Por isso, as questões que este Tribunal tem que decidir consistem em saber: ● Se os trabalhos compreendidos nas facturas nºs 2/05 e 3/05 foram realizados defeituosamente; ● Se não chegou a haver aceitação da obra e, por via disso, se a denúncia efectuada pela ré foi tempestiva ou se já havia caducado o respectivo direito; ● Se a ré podia ter procedido, ela própria, à correcção/reparação dos defeitos e reclamar da autora, mediante compensação de créditos, os custos que despendeu com isso; ● Se funciona «in casu» a excepção do não cumprimento do contrato; ● Se a pretensão da autora configura um caso de abuso de direito; ● Se são devidos juros de mora.
* * *III. Factos provados: Na sentença recorrida foram dados como provados os seguintes factos [que não vêm impugnados e não sofrem dos vícios a que alude o nº 4 do art. 713º do CPC]: 1) A autora tem por objecto a prestação de serviços relacionados com a topografia, a saber: levantamentos, fiscalização topográfica de obras, apoio topográfico de obras públicas, cadastro, apoio fotogramétrico e posicionamento de estruturas [al. A) da Matéria de Facto Assente].

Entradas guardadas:

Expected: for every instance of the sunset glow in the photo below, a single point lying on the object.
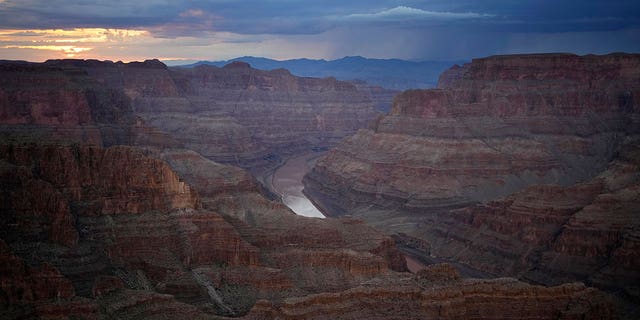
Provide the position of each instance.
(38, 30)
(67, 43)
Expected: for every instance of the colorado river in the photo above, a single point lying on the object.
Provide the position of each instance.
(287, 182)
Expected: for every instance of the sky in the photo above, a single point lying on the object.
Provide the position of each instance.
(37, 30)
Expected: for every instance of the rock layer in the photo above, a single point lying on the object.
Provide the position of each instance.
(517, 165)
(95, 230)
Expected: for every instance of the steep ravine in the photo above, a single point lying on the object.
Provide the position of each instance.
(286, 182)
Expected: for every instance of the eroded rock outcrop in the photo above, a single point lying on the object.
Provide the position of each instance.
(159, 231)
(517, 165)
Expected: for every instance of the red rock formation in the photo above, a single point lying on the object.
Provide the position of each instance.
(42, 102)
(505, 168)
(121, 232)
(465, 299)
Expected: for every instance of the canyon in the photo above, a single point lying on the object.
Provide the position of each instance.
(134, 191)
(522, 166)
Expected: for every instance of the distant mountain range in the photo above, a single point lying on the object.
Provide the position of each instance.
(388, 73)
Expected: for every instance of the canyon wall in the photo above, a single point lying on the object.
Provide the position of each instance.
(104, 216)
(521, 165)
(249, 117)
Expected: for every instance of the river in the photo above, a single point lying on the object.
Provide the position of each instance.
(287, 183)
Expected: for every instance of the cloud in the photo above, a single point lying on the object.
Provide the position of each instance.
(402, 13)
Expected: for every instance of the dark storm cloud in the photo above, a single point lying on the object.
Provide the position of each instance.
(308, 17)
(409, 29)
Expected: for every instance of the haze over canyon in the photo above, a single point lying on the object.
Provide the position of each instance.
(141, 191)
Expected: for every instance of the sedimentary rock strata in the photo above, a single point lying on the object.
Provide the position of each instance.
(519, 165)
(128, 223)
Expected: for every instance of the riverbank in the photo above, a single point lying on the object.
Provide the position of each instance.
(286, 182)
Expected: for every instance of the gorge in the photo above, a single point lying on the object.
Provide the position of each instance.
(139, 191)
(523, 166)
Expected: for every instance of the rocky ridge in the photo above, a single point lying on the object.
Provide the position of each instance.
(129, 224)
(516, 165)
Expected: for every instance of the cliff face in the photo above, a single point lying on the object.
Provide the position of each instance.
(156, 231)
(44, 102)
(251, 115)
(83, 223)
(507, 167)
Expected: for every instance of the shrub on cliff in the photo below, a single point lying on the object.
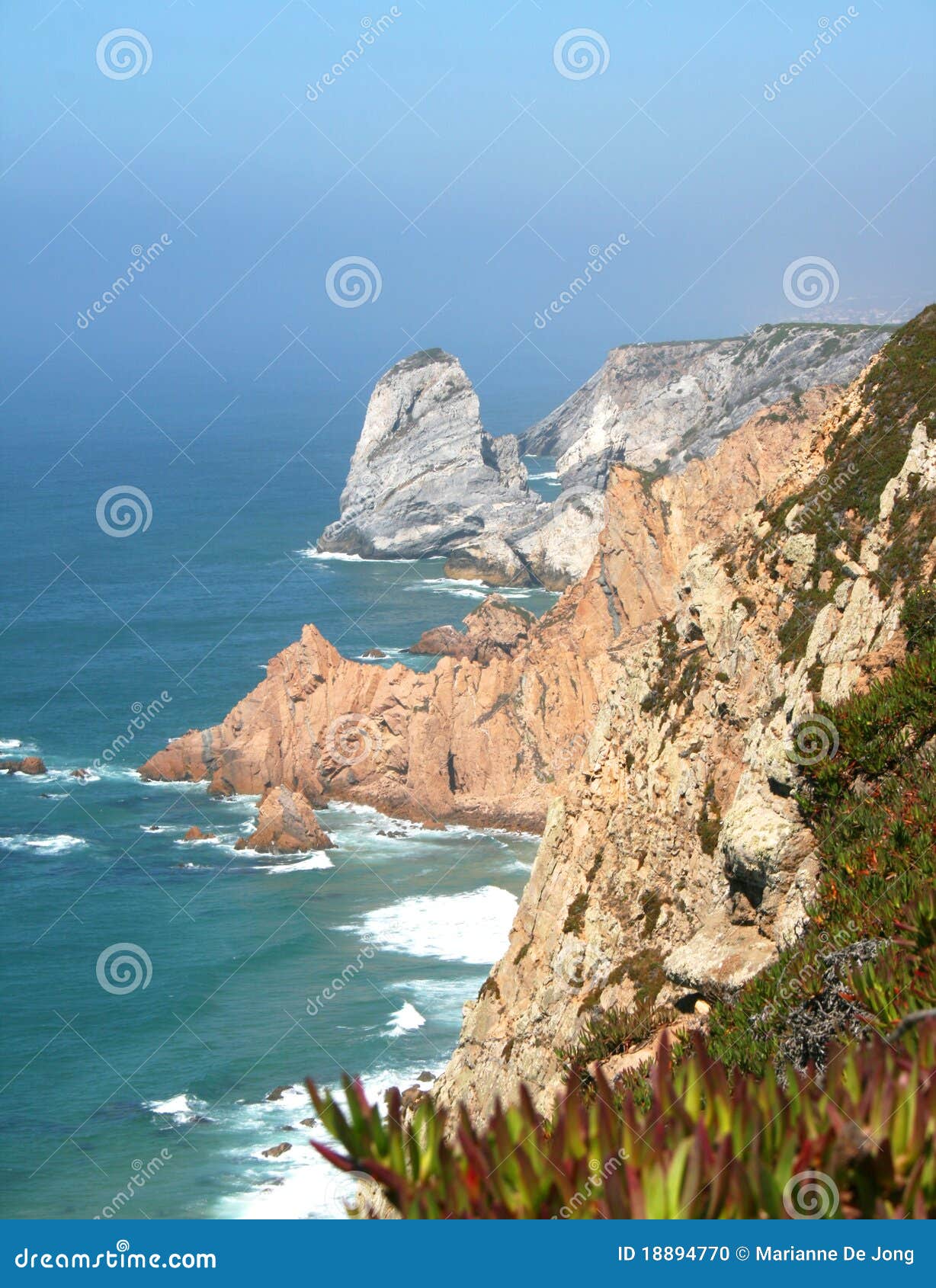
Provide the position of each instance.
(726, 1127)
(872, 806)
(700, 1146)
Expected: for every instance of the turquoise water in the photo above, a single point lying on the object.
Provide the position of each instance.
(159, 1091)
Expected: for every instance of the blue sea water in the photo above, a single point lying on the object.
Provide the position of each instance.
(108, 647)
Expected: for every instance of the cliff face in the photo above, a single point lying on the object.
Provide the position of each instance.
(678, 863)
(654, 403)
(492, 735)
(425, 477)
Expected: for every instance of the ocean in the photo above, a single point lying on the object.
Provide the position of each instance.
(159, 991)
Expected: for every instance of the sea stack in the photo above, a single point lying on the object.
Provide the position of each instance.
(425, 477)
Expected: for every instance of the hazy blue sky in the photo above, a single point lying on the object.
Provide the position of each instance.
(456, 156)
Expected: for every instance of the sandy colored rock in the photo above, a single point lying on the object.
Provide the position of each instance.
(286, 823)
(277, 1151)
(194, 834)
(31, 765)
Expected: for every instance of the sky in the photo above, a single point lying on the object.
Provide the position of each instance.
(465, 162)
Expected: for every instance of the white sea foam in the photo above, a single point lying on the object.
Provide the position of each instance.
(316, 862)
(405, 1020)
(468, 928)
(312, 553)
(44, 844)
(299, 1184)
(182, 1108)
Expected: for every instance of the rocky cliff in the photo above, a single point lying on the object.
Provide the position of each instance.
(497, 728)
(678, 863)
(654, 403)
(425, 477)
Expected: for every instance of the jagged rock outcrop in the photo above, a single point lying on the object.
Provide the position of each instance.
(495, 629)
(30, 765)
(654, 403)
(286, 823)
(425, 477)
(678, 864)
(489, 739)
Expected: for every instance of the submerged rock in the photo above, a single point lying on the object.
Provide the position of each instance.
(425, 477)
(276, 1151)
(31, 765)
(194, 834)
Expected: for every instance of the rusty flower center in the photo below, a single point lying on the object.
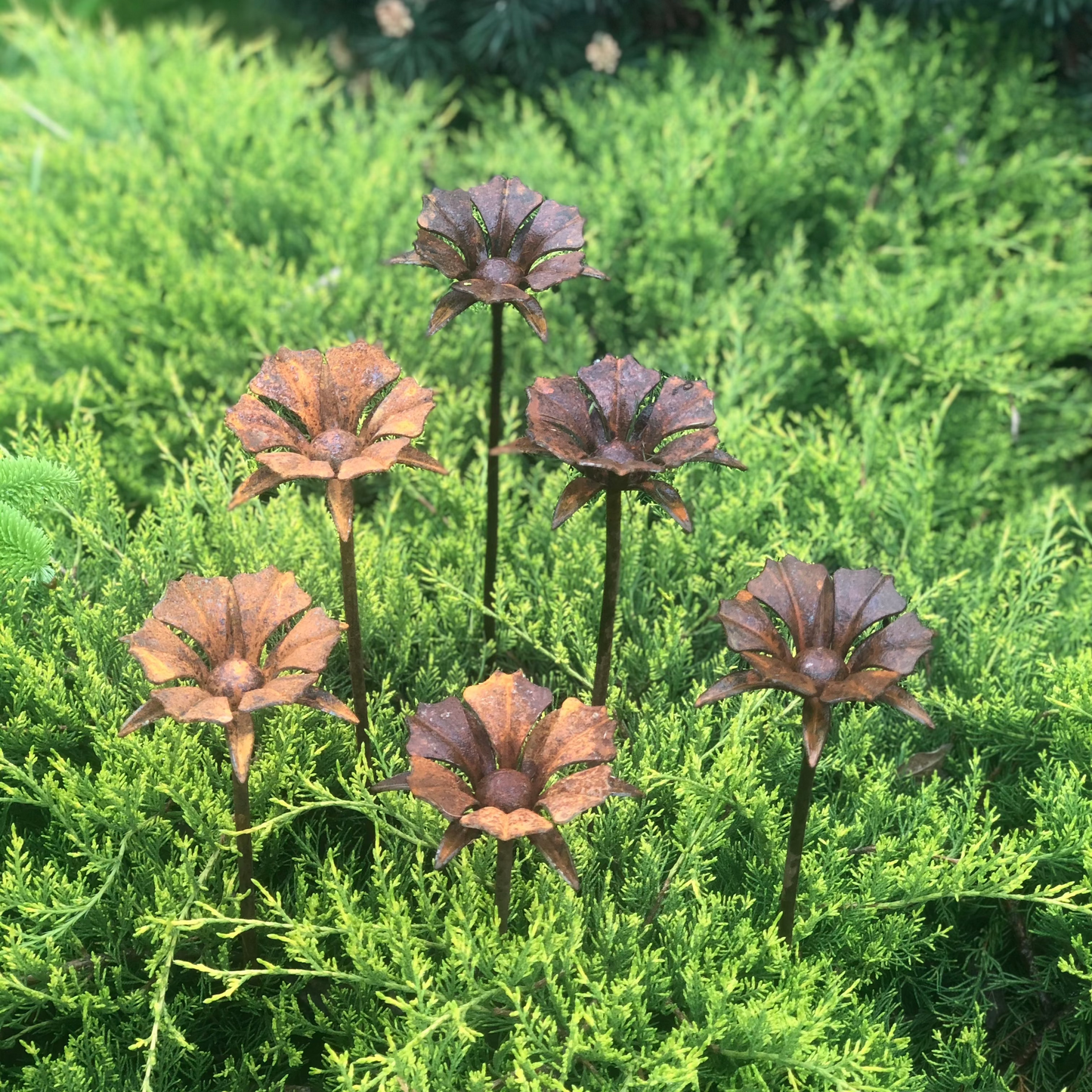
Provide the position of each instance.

** Enunciado **
Por favor, reescreva o excerto escolhido desde "Por isso, as" até "juros de mora.", inclusive, trocando "facturas" por "faturas".

** Resolução **
Por isso, as questões que este Tribunal tem que decidir consistem em saber: ● Se os trabalhos compreendidos nas faturas nºs 2/05 e 3/05 foram realizados defeituosamente; ● Se não chegou a haver aceitação da obra e, por via disso, se a denúncia efectuada pela ré foi tempestiva ou se já havia caducado o respectivo direito; ● Se a ré podia ter procedido, ela própria, à correcção/reparação dos defeitos e reclamar da autora, mediante compensação de créditos, os custos que despendeu com isso; ● Se funciona «in casu» a excepção do não cumprimento do contrato; ● Se a pretensão da autora configura um caso de abuso de direito; ● Se são devidos juros de mora.